The entries that follow must be given again exactly, with the pictures excluded.
++++ RECORDS FOR THE EXERCISE
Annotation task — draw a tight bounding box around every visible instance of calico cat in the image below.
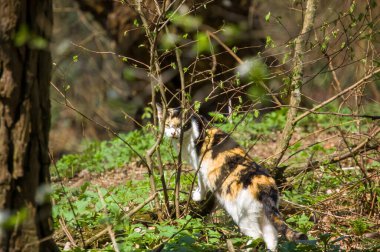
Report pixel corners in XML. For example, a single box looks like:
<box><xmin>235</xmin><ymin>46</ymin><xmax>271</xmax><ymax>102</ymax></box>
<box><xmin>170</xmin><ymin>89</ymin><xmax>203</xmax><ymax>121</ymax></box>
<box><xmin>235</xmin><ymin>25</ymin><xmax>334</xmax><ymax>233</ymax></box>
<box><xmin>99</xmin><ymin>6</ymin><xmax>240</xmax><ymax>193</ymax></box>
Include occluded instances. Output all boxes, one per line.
<box><xmin>157</xmin><ymin>105</ymin><xmax>307</xmax><ymax>251</ymax></box>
++++++++
# WRITTEN REPLY:
Annotation task — draw a tight bounding box around every visible instance of calico cat in the image below.
Report pixel corners in XML. For example, a single box looks like:
<box><xmin>235</xmin><ymin>46</ymin><xmax>271</xmax><ymax>102</ymax></box>
<box><xmin>170</xmin><ymin>89</ymin><xmax>203</xmax><ymax>121</ymax></box>
<box><xmin>235</xmin><ymin>25</ymin><xmax>334</xmax><ymax>233</ymax></box>
<box><xmin>99</xmin><ymin>6</ymin><xmax>240</xmax><ymax>193</ymax></box>
Include occluded instances. Output all boxes, one per line.
<box><xmin>157</xmin><ymin>105</ymin><xmax>307</xmax><ymax>251</ymax></box>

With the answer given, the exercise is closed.